§ **Direction**:
Output the full material exactly as it appears here.

§ **Records for this task**:
— START —

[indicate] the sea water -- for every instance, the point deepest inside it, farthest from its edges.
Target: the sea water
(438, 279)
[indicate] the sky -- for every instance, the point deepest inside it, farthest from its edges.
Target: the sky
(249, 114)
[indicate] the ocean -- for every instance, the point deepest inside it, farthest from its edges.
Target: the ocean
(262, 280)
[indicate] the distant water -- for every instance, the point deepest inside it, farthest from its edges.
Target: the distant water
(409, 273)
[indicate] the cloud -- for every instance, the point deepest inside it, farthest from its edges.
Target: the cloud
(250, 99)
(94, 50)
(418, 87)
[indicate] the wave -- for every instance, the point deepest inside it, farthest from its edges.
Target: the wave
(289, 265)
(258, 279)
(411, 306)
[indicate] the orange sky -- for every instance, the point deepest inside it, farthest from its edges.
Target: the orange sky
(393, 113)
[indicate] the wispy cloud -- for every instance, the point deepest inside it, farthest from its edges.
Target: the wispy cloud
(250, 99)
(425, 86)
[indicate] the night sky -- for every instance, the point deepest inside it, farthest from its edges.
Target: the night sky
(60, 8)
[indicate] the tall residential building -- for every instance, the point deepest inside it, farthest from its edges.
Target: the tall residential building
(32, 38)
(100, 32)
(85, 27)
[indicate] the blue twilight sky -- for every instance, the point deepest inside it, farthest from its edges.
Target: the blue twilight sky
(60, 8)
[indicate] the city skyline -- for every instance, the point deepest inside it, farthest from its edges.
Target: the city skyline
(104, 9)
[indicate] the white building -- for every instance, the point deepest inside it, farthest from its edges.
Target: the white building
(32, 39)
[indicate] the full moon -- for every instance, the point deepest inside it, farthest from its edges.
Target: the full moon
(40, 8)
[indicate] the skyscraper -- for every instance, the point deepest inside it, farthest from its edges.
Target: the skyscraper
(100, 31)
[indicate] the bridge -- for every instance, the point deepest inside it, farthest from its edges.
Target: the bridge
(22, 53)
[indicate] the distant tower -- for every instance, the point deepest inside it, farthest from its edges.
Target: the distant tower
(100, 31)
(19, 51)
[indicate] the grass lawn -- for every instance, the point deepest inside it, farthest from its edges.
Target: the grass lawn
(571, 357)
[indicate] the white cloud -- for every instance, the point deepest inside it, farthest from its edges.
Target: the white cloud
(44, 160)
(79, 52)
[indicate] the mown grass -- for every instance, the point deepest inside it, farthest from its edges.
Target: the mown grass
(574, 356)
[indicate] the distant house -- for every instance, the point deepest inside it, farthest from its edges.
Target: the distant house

— END —

§ **Solution to this exercise**:
[indicate] the sea water -- for every instance, the point deepest inside it, farthest from its edges.
Target: the sea water
(438, 279)
[indicate] the sky -- for every instance, the point deepest inside it, farthest from its edges.
Target: the sky
(249, 114)
[indicate] the ocean -- for every instance, the point deepest inside it, farthest from its edges.
Target: the ocean
(262, 280)
[indicate] the distant water -- for every instance, the point deepest inside it, farthest from its edges.
Target: the distant water
(409, 273)
[indicate] the cloud -- for every instance, the point deepest inside it, farthest from its edges.
Target: the cloud
(250, 99)
(94, 50)
(418, 87)
[indicate] the wave -- for every instance, the point deepest inside it, farthest from its edges.
Target: the wave
(289, 265)
(258, 279)
(411, 306)
[indicate] the orange sky -- for every instance, the point deepest inside it, farthest from its edges.
Target: the orange sky
(393, 113)
[indicate] the wispy cloud -- for every instance, the point deepest inside it, farthest from its edges.
Target: the wispy cloud
(250, 99)
(425, 86)
[indicate] the night sky -- for every instance, the point deepest inside it, farthest from its edges.
Target: the night sky
(60, 8)
[indicate] the tall residential building -- for every instance, the point deepest inside it, farthest from its edges.
Target: the tall residential building
(32, 38)
(100, 32)
(85, 27)
[indicate] the blue twilight sky -- for every instance, the point deepest inside it, farthest from its edges.
Target: the blue twilight sky
(60, 8)
[indicate] the city skyline -- for every instance, the point deepest inside it, farthest from its edges.
Target: the city skyline
(104, 9)
[indicate] the white building -- for every instance, the point deepest inside it, farthest from its edges.
Target: the white building
(32, 39)
[indicate] the full moon -- for every instance, the point deepest inside it, farthest from its edges.
Target: the full moon
(40, 8)
[indicate] the skyscraper -- for every instance, the point deepest inside it, farthest from its edges.
Target: the skyscraper
(100, 31)
[indicate] the bridge -- for every instance, the point deepest inside it, farthest from its edges.
Target: the bridge
(22, 53)
[indicate] the distant tower -- for every instance, the point deepest inside it, farthest from its edges.
Target: the distant tower
(100, 31)
(19, 51)
[indicate] the grass lawn -- for every instance, the point deepest inside it, farthest from its edges.
Target: the grass lawn
(571, 357)
[indicate] the white cloud -- for every instance, the point deepest inside it, farthest from its edges.
Target: the white cloud
(44, 160)
(79, 52)
[indicate] the mown grass -- for every instance, the point deepest inside it, farthest from its edges.
Target: the mown grass
(574, 356)
[indicate] the distant house -- for every instance, the point deepest inside it, farthest from its edges.
Target: the distant house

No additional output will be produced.